# Problem to work on
Locate the line that contains "Target: framed print" in the entries below, then repeat it and every following line through the line that contains "Each instance of the blue", exactly, and no others.

# Material provided
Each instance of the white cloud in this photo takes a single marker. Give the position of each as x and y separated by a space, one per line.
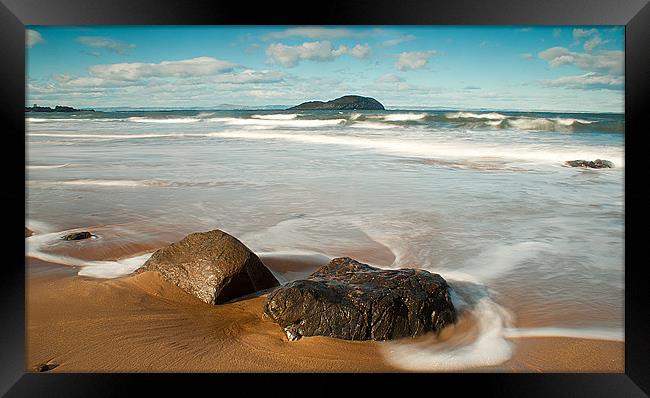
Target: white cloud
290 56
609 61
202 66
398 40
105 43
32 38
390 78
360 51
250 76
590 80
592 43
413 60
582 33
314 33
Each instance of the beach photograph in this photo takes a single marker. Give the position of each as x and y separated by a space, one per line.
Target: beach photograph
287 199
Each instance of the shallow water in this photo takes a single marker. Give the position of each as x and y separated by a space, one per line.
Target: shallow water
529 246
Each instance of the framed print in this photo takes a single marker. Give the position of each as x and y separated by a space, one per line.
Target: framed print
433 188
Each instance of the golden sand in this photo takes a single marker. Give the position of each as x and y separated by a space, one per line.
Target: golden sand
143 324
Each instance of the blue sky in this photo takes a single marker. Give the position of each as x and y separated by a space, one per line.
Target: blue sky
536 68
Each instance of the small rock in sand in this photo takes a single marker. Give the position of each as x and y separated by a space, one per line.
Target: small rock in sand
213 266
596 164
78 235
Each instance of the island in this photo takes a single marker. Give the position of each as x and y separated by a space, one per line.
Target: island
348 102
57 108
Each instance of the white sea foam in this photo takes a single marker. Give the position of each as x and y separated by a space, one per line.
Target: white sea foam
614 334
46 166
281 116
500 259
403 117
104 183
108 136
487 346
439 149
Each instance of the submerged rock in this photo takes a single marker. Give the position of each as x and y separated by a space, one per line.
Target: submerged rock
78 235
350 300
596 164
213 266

==

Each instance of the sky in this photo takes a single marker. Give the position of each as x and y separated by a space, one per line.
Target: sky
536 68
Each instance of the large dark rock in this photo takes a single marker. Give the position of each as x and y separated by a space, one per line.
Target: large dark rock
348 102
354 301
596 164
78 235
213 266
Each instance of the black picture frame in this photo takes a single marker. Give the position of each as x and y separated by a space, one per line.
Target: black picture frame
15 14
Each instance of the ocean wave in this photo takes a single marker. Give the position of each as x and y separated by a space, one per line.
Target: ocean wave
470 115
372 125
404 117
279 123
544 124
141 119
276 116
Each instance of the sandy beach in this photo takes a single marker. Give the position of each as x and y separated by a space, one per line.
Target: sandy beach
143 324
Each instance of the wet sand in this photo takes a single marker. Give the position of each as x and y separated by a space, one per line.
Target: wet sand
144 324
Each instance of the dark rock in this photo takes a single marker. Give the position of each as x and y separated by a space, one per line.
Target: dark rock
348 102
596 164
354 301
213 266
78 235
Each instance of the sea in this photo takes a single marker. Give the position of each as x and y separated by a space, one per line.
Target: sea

# Output for this exercise
Target: framed print
433 188
Each instance of the golden sand in this photo takes a single marker. Give the position of each as x and y separated by a space, one per line.
Target: golden sand
143 324
Each instance of the blue sky in this photo takes a single marker. Give the position of each as x and y separated by a space, one per line.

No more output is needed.